France | France, Cour administrative d'appel de Paris, 1ère chambre, 23 janvier 2020, 19PA02883


Vu la procédure suivante :

Procédure contentieuse antérieure :

M. C... F... a demandé au tribunal administratif de Paris d'annuler la décision du 28 février 2018 par laquelle le garde des sceaux, ministre de la justice, a rejeté sa demande tendant au changement de son patronyme en " Meslem ", et d'enjoindre à ce ministre d'autoriser ce changement.

Par jugement n° 1806773 du 4 juillet 2019 le tribunal administratif de Paris a rejeté sa demande.

Procédure devant la Cour :

Par une requête et un mémoire en réplique enregistrés les 3 septembre 2019

et 28 novembre 2019, M. F..., représenté par Me A... G..., demande à la Cour :

1°) d'annule...

Vu la procédure suivante :

Procédure contentieuse antérieure :

M. C... F... a demandé au tribunal administratif de Paris d'annuler la décision du 28 février 2018 par laquelle le garde des sceaux, ministre de la justice, a rejeté sa demande tendant au changement de son patronyme en " Meslem ", et d'enjoindre à ce ministre d'autoriser ce changement.

Par jugement n° 1806773 du 4 juillet 2019 le tribunal administratif de Paris a rejeté sa demande.

Procédure devant la Cour :

Par une requête et un mémoire en réplique enregistrés les 3 septembre 2019 et 28 novembre 2019, M. F..., représenté par Me A... G..., demande à la Cour :

1°) d'annuler le jugement n° 1806773 du 4 juillet 2019 du tribunal administratif de Paris ;

2°) d'annuler la décision du 28 février 2018 par laquelle la garde des sceaux, ministre de la justice, a refusé de faire droit à sa demande de changement de nom de F... en Meslem ;

3°) d'enjoindre à la garde des sceaux, ministre de la justice, de l'autoriser à changer son nom en celui de Meslem ;

4°) de mettre à la charge de la garde des sceaux, ministre de la justice une somme de 1 000 euros à lui verser au titre de l'article L. 761-1 du code de justice administrative.

Il soutient que :

- la décision est entachée d'erreur d'appréciation au regard des dispositions de l'article 61 du code civil, dès lors qu'il justifie de circonstances exceptionnelles de nature à caractériser l'intérêt légitime requis pour changer de nom ;

- elle porte atteinte à son droit au respect de sa vie privée et familiale.

Par un mémoire en défense enregistré le 25 novembre 2019, le garde des sceaux, ministre de la justice, conclut au rejet de la requête.

Il soutient qu'aucun des moyens de la requête ne sont fondés.

Vu les autres pièces du dossier.

Vu :

- le code civil ;

- le décret n° 94-52 du 20 janvier 1994 relatif à la procédure de changement de nom ;

- le code de justice administrative.

Les parties ont été régulièrement averties du jour de l'audience.

Ont été entendus au cours de l'audience publique :

- le rapport de M. E...,

- et les conclusions de Mme Guilloteau, rapporteur public.

================

▸ **ACTIONS REQUISES**
**1.** Indiquez si chacun des énoncés suivants concorde avec le texte extrait, en répondant par oui ou par non et en citant les mots décisifs de celui-ci : (a) le tribunal administratif de Paris a rejeté la demande de M. F... par un jugement du 4 juillet 2019 ; (b) M. F... demande à la Cour de mettre à la charge de la garde des sceaux une somme de 2 000 euros ; (c) le mémoire en défense du garde des sceaux a été enregistré le 25 novembre 2019.
**2.** Recopiez à l'identique le passage du texte extrait qui va de « 3°) d'enjoindre à » jusqu'à « ne sont fondés. » inclus.
Les lignes enregistrées n'ont aucun rôle dans cet exercice.

▸ **LIGNES ENREGISTRÉES**
================

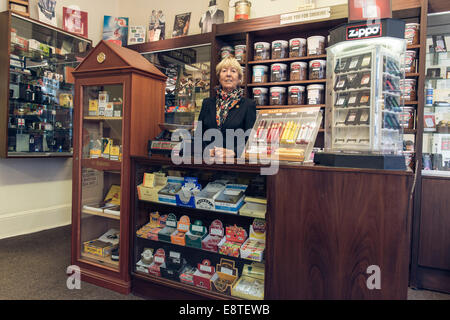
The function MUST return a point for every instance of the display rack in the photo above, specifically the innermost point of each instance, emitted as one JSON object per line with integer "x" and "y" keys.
{"x": 37, "y": 92}
{"x": 117, "y": 99}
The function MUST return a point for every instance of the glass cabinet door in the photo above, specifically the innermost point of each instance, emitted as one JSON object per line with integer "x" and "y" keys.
{"x": 41, "y": 88}
{"x": 188, "y": 72}
{"x": 102, "y": 137}
{"x": 436, "y": 134}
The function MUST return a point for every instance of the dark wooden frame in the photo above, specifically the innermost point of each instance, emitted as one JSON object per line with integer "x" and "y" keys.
{"x": 5, "y": 41}
{"x": 139, "y": 123}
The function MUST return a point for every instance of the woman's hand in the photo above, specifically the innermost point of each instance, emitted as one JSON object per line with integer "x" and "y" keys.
{"x": 221, "y": 153}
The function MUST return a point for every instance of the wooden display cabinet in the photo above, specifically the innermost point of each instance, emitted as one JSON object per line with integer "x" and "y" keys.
{"x": 118, "y": 99}
{"x": 36, "y": 86}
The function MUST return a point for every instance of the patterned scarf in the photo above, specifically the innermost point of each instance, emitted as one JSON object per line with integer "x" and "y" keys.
{"x": 225, "y": 101}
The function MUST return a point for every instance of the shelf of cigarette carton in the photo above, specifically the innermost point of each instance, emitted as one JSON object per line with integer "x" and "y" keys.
{"x": 104, "y": 261}
{"x": 292, "y": 59}
{"x": 187, "y": 249}
{"x": 100, "y": 118}
{"x": 101, "y": 214}
{"x": 292, "y": 106}
{"x": 285, "y": 83}
{"x": 183, "y": 286}
{"x": 102, "y": 164}
{"x": 161, "y": 206}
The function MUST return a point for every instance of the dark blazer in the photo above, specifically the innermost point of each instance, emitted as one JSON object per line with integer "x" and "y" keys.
{"x": 241, "y": 116}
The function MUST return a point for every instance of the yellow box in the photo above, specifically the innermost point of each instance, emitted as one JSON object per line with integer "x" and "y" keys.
{"x": 149, "y": 194}
{"x": 93, "y": 107}
{"x": 98, "y": 248}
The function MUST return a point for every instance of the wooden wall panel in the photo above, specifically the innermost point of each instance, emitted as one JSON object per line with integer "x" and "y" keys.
{"x": 434, "y": 246}
{"x": 326, "y": 228}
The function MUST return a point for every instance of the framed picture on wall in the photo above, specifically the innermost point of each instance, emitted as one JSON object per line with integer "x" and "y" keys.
{"x": 181, "y": 25}
{"x": 75, "y": 21}
{"x": 115, "y": 29}
{"x": 46, "y": 11}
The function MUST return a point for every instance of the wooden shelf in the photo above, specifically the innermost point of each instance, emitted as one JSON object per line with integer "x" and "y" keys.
{"x": 286, "y": 83}
{"x": 102, "y": 164}
{"x": 101, "y": 214}
{"x": 101, "y": 118}
{"x": 183, "y": 286}
{"x": 106, "y": 261}
{"x": 205, "y": 252}
{"x": 293, "y": 59}
{"x": 292, "y": 106}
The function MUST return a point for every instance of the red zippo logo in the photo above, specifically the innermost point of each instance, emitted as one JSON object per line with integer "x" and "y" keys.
{"x": 364, "y": 31}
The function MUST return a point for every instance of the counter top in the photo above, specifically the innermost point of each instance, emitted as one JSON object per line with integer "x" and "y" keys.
{"x": 245, "y": 166}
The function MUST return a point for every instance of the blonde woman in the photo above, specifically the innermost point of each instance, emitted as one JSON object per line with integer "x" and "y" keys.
{"x": 228, "y": 110}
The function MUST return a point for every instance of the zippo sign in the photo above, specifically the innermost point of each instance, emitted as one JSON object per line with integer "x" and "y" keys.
{"x": 364, "y": 31}
{"x": 359, "y": 10}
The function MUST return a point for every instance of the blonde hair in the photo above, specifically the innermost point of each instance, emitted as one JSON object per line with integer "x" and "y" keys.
{"x": 227, "y": 63}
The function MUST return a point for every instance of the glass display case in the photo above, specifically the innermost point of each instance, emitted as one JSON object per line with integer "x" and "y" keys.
{"x": 284, "y": 134}
{"x": 436, "y": 132}
{"x": 39, "y": 103}
{"x": 364, "y": 96}
{"x": 188, "y": 82}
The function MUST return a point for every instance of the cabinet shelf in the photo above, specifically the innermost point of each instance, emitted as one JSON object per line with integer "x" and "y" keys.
{"x": 101, "y": 118}
{"x": 183, "y": 286}
{"x": 102, "y": 164}
{"x": 101, "y": 214}
{"x": 286, "y": 83}
{"x": 292, "y": 59}
{"x": 157, "y": 243}
{"x": 292, "y": 106}
{"x": 104, "y": 261}
{"x": 191, "y": 211}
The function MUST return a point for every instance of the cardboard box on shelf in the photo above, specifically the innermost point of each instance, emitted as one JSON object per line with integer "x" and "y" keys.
{"x": 231, "y": 198}
{"x": 168, "y": 192}
{"x": 251, "y": 284}
{"x": 205, "y": 199}
{"x": 216, "y": 234}
{"x": 225, "y": 277}
{"x": 253, "y": 248}
{"x": 197, "y": 232}
{"x": 202, "y": 276}
{"x": 185, "y": 197}
{"x": 149, "y": 192}
{"x": 179, "y": 236}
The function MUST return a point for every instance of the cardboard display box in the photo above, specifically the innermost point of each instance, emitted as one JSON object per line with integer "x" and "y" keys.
{"x": 179, "y": 236}
{"x": 231, "y": 198}
{"x": 215, "y": 236}
{"x": 197, "y": 232}
{"x": 206, "y": 198}
{"x": 225, "y": 277}
{"x": 202, "y": 276}
{"x": 168, "y": 193}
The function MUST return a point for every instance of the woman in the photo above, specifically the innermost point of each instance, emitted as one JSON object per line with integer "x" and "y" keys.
{"x": 228, "y": 110}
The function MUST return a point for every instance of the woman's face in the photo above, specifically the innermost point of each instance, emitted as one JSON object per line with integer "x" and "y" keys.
{"x": 229, "y": 78}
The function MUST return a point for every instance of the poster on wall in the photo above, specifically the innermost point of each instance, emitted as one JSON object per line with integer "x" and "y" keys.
{"x": 115, "y": 29}
{"x": 75, "y": 21}
{"x": 210, "y": 17}
{"x": 181, "y": 25}
{"x": 46, "y": 11}
{"x": 156, "y": 26}
{"x": 136, "y": 34}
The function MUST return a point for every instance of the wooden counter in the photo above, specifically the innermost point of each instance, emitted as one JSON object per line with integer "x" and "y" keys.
{"x": 326, "y": 226}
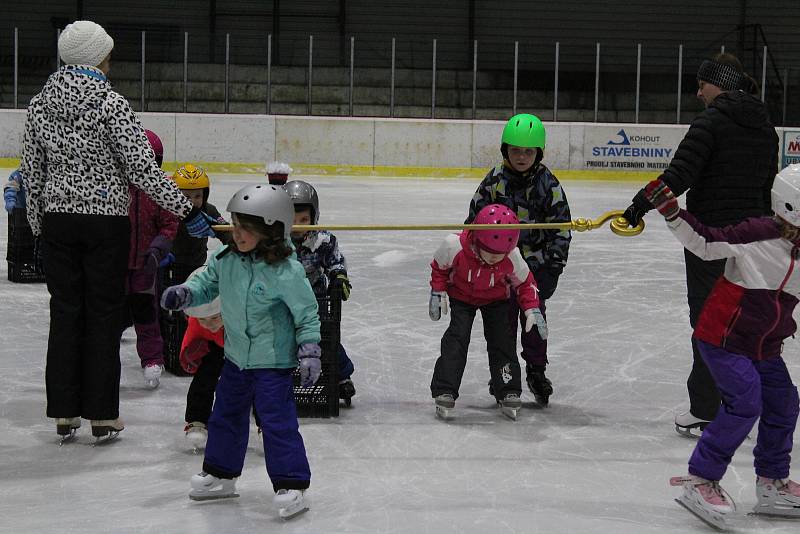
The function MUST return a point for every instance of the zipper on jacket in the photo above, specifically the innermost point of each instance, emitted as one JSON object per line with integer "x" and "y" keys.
{"x": 777, "y": 320}
{"x": 729, "y": 328}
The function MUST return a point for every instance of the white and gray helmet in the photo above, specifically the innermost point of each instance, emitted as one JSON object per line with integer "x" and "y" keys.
{"x": 303, "y": 194}
{"x": 786, "y": 195}
{"x": 269, "y": 202}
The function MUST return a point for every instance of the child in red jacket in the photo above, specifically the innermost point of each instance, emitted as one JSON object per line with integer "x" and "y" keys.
{"x": 477, "y": 270}
{"x": 153, "y": 230}
{"x": 202, "y": 355}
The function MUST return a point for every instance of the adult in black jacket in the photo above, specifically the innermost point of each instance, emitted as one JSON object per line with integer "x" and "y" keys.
{"x": 727, "y": 162}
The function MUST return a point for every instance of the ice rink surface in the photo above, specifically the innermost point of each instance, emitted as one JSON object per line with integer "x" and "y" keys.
{"x": 597, "y": 460}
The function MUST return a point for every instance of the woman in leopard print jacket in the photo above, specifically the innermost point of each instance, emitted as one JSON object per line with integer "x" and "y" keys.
{"x": 83, "y": 146}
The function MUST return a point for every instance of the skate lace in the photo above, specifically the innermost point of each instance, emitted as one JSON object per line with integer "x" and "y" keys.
{"x": 788, "y": 486}
{"x": 709, "y": 490}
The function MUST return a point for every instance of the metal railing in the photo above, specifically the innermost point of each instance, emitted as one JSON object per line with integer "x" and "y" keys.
{"x": 783, "y": 78}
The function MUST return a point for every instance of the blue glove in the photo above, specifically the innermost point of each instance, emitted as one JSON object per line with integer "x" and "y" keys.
{"x": 437, "y": 305}
{"x": 151, "y": 261}
{"x": 168, "y": 260}
{"x": 10, "y": 198}
{"x": 310, "y": 365}
{"x": 176, "y": 297}
{"x": 534, "y": 317}
{"x": 197, "y": 224}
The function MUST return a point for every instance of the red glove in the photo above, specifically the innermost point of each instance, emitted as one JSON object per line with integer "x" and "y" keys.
{"x": 661, "y": 197}
{"x": 192, "y": 355}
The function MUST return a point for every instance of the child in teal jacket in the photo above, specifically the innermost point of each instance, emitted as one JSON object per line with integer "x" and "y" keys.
{"x": 270, "y": 316}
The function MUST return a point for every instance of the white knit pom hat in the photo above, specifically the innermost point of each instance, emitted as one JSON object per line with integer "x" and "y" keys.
{"x": 84, "y": 43}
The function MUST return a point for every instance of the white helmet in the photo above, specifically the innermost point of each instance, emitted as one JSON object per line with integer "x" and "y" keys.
{"x": 269, "y": 202}
{"x": 203, "y": 310}
{"x": 786, "y": 195}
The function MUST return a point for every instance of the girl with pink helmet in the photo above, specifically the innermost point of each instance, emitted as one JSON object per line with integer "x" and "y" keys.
{"x": 476, "y": 270}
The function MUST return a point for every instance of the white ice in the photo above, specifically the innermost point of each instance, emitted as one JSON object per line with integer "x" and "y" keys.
{"x": 597, "y": 460}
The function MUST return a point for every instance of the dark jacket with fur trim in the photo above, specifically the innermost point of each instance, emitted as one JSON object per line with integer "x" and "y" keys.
{"x": 727, "y": 161}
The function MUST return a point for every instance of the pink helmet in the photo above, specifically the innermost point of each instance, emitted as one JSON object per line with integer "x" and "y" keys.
{"x": 155, "y": 143}
{"x": 500, "y": 241}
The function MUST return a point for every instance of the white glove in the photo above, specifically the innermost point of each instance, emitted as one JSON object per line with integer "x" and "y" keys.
{"x": 437, "y": 305}
{"x": 533, "y": 316}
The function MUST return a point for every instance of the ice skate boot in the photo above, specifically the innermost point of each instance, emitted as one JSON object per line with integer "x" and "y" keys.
{"x": 290, "y": 503}
{"x": 152, "y": 374}
{"x": 66, "y": 427}
{"x": 197, "y": 435}
{"x": 690, "y": 426}
{"x": 105, "y": 430}
{"x": 538, "y": 384}
{"x": 510, "y": 405}
{"x": 704, "y": 498}
{"x": 207, "y": 487}
{"x": 346, "y": 391}
{"x": 444, "y": 403}
{"x": 777, "y": 497}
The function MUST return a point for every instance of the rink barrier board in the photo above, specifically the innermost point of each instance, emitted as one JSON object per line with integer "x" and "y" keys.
{"x": 413, "y": 173}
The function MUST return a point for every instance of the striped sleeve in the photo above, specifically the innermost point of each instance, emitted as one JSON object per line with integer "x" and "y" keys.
{"x": 710, "y": 243}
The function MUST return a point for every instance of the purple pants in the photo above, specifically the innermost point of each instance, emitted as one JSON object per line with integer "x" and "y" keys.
{"x": 750, "y": 389}
{"x": 144, "y": 312}
{"x": 534, "y": 348}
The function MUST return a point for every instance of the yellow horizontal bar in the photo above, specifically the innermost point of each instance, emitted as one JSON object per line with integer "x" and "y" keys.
{"x": 618, "y": 225}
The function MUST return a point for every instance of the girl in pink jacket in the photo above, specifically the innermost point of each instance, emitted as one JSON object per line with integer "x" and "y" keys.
{"x": 476, "y": 270}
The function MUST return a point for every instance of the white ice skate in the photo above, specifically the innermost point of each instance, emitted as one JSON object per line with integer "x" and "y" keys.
{"x": 66, "y": 427}
{"x": 290, "y": 503}
{"x": 510, "y": 405}
{"x": 705, "y": 499}
{"x": 207, "y": 487}
{"x": 105, "y": 430}
{"x": 444, "y": 403}
{"x": 778, "y": 497}
{"x": 152, "y": 375}
{"x": 197, "y": 435}
{"x": 690, "y": 426}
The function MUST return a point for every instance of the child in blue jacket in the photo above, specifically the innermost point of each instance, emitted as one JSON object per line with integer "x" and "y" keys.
{"x": 270, "y": 316}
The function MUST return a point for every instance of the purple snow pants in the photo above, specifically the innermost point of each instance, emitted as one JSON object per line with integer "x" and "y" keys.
{"x": 271, "y": 392}
{"x": 750, "y": 389}
{"x": 534, "y": 348}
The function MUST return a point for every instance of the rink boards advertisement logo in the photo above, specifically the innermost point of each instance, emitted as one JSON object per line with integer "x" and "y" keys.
{"x": 630, "y": 148}
{"x": 791, "y": 148}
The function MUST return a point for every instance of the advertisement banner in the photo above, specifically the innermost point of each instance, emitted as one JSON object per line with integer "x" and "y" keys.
{"x": 791, "y": 148}
{"x": 638, "y": 148}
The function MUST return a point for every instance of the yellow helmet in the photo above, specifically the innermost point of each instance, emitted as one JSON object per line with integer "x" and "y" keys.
{"x": 191, "y": 177}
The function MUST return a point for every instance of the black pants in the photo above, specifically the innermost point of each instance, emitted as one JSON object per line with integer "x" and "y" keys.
{"x": 200, "y": 398}
{"x": 501, "y": 345}
{"x": 86, "y": 261}
{"x": 704, "y": 397}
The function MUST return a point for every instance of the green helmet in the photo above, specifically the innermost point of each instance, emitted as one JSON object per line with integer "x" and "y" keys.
{"x": 524, "y": 130}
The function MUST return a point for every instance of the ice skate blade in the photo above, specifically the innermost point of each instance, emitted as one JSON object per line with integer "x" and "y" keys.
{"x": 687, "y": 431}
{"x": 785, "y": 511}
{"x": 213, "y": 496}
{"x": 66, "y": 438}
{"x": 510, "y": 413}
{"x": 715, "y": 521}
{"x": 295, "y": 509}
{"x": 106, "y": 439}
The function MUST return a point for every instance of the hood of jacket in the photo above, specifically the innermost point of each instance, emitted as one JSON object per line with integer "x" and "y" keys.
{"x": 75, "y": 89}
{"x": 742, "y": 108}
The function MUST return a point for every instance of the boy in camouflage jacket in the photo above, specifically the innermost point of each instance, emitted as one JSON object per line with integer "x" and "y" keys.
{"x": 325, "y": 266}
{"x": 528, "y": 187}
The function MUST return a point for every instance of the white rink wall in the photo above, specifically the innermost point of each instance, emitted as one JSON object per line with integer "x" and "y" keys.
{"x": 380, "y": 142}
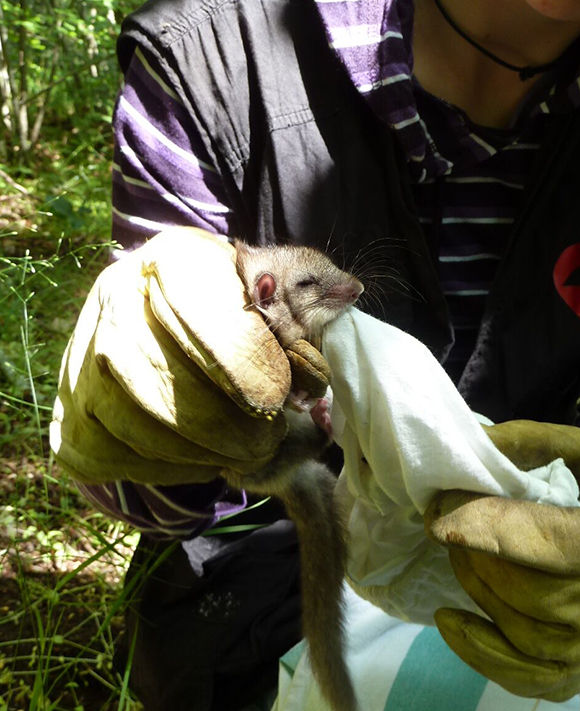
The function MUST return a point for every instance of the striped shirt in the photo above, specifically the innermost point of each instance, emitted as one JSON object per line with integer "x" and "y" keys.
{"x": 467, "y": 182}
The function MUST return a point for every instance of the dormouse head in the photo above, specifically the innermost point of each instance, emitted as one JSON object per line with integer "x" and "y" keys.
{"x": 297, "y": 289}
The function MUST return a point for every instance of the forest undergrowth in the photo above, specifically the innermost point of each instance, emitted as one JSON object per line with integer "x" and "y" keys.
{"x": 61, "y": 563}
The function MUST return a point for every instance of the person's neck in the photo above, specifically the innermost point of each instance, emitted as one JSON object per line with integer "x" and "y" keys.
{"x": 449, "y": 67}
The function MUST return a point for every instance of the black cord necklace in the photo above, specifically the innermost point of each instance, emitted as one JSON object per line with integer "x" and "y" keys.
{"x": 524, "y": 72}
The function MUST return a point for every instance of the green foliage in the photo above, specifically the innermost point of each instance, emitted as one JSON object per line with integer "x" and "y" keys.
{"x": 61, "y": 563}
{"x": 56, "y": 57}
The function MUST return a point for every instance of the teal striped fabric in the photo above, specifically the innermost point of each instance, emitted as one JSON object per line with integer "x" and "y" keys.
{"x": 423, "y": 678}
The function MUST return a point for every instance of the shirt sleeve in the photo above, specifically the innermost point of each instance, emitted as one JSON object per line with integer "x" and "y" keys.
{"x": 162, "y": 177}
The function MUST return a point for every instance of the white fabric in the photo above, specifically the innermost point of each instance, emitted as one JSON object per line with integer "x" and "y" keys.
{"x": 406, "y": 433}
{"x": 397, "y": 666}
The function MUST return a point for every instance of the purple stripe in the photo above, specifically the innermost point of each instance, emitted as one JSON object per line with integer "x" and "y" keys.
{"x": 205, "y": 502}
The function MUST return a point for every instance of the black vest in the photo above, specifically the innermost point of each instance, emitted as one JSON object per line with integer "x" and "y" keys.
{"x": 305, "y": 160}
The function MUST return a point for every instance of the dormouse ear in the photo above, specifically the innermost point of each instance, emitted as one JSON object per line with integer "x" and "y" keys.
{"x": 265, "y": 290}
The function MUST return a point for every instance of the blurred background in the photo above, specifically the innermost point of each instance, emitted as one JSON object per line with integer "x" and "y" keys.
{"x": 61, "y": 563}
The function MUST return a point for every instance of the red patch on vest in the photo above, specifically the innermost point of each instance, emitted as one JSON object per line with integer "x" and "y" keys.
{"x": 567, "y": 277}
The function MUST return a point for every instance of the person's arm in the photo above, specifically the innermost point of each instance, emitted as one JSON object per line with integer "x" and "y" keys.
{"x": 162, "y": 175}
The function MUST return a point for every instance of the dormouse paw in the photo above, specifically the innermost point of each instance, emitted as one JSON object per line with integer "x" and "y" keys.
{"x": 321, "y": 416}
{"x": 300, "y": 401}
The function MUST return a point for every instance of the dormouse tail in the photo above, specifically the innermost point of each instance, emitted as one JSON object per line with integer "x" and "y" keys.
{"x": 322, "y": 539}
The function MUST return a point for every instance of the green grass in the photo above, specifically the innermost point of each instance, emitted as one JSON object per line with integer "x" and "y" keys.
{"x": 61, "y": 563}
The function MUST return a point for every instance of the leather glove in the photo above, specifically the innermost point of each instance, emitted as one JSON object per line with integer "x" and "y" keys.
{"x": 169, "y": 376}
{"x": 520, "y": 562}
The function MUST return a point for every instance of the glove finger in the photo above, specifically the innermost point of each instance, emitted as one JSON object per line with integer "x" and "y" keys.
{"x": 532, "y": 444}
{"x": 92, "y": 455}
{"x": 200, "y": 299}
{"x": 161, "y": 378}
{"x": 480, "y": 644}
{"x": 532, "y": 636}
{"x": 310, "y": 371}
{"x": 555, "y": 598}
{"x": 539, "y": 536}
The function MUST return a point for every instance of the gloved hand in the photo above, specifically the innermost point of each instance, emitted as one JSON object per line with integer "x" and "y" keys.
{"x": 520, "y": 562}
{"x": 168, "y": 376}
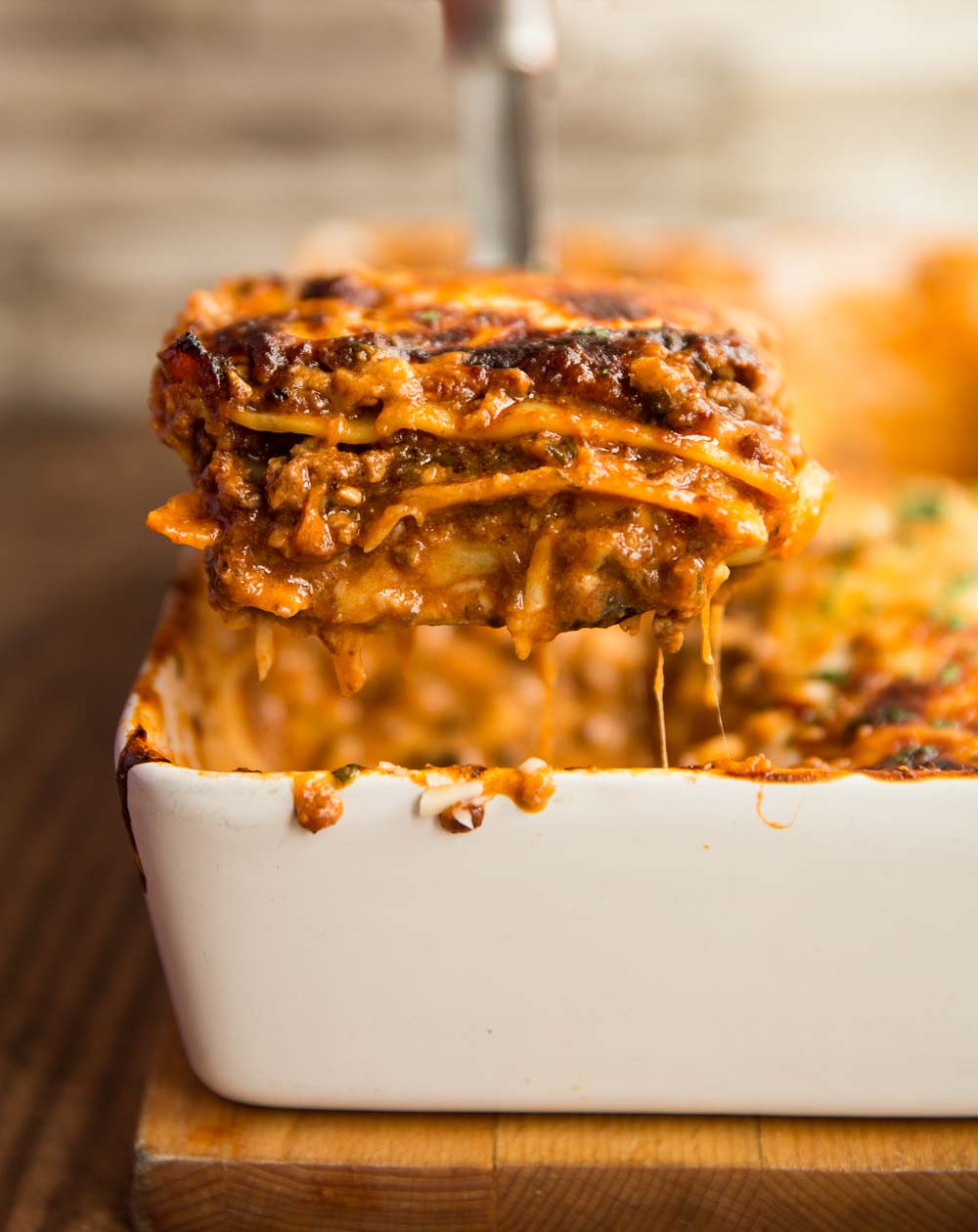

================

▸ **RÉPONSES DANS L'ORDRE**
**1.**
(a) Oui : « Par jugement n° 1806773 du 4 juillet 2019 le tribunal administratif de Paris a rejeté sa demande. »
(b) Non : « une somme de 1 000 euros ».
(c) Oui : « Par un mémoire en défense enregistré le 25 novembre 2019 ».

**2.**
3°) d'enjoindre à la garde des sceaux, ministre de la justice, de l'autoriser à changer son nom en celui de Meslem ;

4°) de mettre à la charge de la garde des sceaux, ministre de la justice une somme de 1 000 euros à lui verser au titre de l'article L. 761-1 du code de justice administrative.

Il soutient que :

- la décision est entachée d'erreur d'appréciation au regard des dispositions de l'article 61 du code civil, dès lors qu'il justifie de circonstances exceptionnelles de nature à caractériser l'intérêt légitime requis pour changer de nom ;

- elle porte atteinte à son droit au respect de sa vie privée et familiale.

Par un mémoire en défense enregistré le 25 novembre 2019, le garde des sceaux, ministre de la justice, conclut au rejet de la requête.

Il soutient qu'aucun des moyens de la requête ne sont fondés.